» **Task goal**
Repeat the listing word for word. No pictures belong in the copy.

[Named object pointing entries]
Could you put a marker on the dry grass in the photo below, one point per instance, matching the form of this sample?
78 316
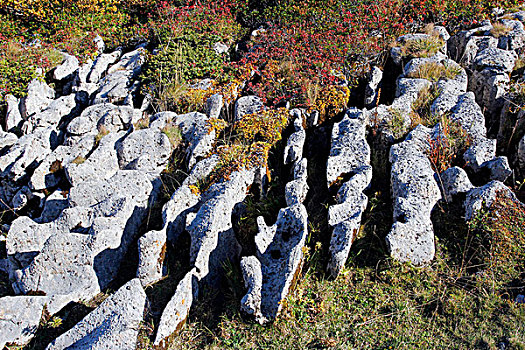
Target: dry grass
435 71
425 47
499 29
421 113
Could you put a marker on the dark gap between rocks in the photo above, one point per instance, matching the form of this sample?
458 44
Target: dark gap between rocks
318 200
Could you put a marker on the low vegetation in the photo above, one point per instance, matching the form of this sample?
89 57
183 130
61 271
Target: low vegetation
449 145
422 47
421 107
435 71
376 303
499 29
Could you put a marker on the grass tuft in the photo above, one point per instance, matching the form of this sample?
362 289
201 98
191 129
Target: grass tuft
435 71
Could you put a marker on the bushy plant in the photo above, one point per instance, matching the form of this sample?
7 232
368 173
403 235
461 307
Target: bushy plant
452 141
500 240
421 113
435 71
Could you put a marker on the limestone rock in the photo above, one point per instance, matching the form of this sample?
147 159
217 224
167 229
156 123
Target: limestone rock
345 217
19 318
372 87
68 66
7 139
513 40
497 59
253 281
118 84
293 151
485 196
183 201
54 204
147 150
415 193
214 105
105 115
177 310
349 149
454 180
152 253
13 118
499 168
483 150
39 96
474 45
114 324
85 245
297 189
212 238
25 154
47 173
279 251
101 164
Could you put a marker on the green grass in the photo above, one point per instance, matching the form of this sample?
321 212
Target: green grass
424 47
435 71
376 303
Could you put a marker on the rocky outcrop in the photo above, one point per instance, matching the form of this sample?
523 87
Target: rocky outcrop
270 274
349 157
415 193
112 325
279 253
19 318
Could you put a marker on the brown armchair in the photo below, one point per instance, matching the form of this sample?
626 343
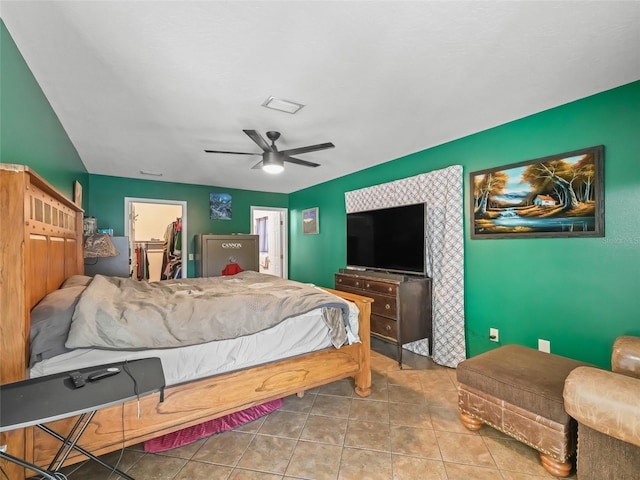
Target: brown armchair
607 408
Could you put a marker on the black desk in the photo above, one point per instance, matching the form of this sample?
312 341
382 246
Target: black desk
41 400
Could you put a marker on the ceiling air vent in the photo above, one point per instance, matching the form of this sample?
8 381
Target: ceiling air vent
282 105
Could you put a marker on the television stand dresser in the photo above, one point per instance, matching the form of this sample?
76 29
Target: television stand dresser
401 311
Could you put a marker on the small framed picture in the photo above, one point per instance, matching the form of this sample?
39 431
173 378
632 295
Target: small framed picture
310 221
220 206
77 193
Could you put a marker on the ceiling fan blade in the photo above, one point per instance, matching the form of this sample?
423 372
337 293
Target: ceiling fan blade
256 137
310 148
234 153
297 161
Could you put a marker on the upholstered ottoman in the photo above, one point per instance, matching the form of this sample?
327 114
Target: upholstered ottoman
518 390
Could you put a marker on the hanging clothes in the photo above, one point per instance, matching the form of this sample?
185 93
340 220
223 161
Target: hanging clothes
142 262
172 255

» **Exercise output**
Could you put a marker on the dry grass in the photo below, one point per instance, matching the form of this sample?
78 316
Target: dry grass
435 71
425 47
499 29
421 113
Could you put a marker on the dark gap between rocks in the photo above, one point per instance, matching the form of this sample?
458 44
Target: dark gap between rocks
318 200
Could you put a marker on the low vegetation in the photo above, one point per instance, matching the form of this sample?
89 57
183 130
61 271
Target: low vegetation
449 145
422 47
421 107
435 71
376 303
499 29
Could you put a marker on the grass tuft in the photo above, one point per instance, matching the form of this sample?
362 289
201 98
191 129
Target: grass tuft
435 71
Could you put a marker on the bushy plant in the photo above, one point per instance, matching the form of this sample?
7 232
368 173
403 235
461 307
Target: bushy plant
452 141
500 240
421 113
435 71
Could you put a marker on the limestone rock in the photo above, one point per instance, matching the form of this sample?
147 159
217 224
167 229
156 123
Target: limestone rock
345 217
19 318
372 87
68 66
7 139
513 40
497 59
253 281
118 84
293 151
485 196
183 201
54 204
147 150
415 193
214 105
105 115
177 310
349 149
454 180
152 253
13 118
499 168
483 150
39 96
474 45
114 324
85 245
297 189
212 238
25 154
47 173
279 251
101 164
Could you put a marker on the green grass in the photo above, one point per instance, matching the form of this sample?
321 212
Target: green grass
424 47
435 71
376 303
Could you put a marker on the rocky outcrop in the photo above, one point per instance, matching the form of this sample?
523 87
Target: rocky outcrop
270 274
349 157
415 193
112 325
279 253
19 318
Could you put a marker on the brown armchair in the photo below, one point per instance, matching the form of this sample?
626 343
Target: brown armchair
607 408
Could you put a marker on the black desk in the photo above, one point per instance, matching the form of this sample?
312 341
382 246
Target: black desk
41 400
Could you put a marker on the ceiling air vent in the photo above, one point per instance, matching the form of this sample?
8 381
Target: ceiling air vent
282 105
Could you put a marker on the television stand dresser in the photo above, one point per instance, matching the form of this sample?
76 29
Target: television stand dresser
401 311
Could you put a marker on the small framed picture in the photo above, one point per instance, matching the form of this sample?
39 431
173 378
632 295
Target: small framed picture
310 221
220 206
77 193
Could you put a marker on the ceiling fan blade in the photo above, one point per instance, matching the form of this sample?
423 372
337 293
Target: ceiling fan blade
256 137
310 148
234 153
297 161
Could you put a marker on the upholstered ottoman in the photo above, one point per instance, matching the form of this sample?
327 114
Target: upholstered ottoman
518 390
Could you put a marker on the hanging clothes in the photo above, one point per instance, matching the form of this sample?
185 93
340 220
223 161
Target: hanging clothes
142 262
172 255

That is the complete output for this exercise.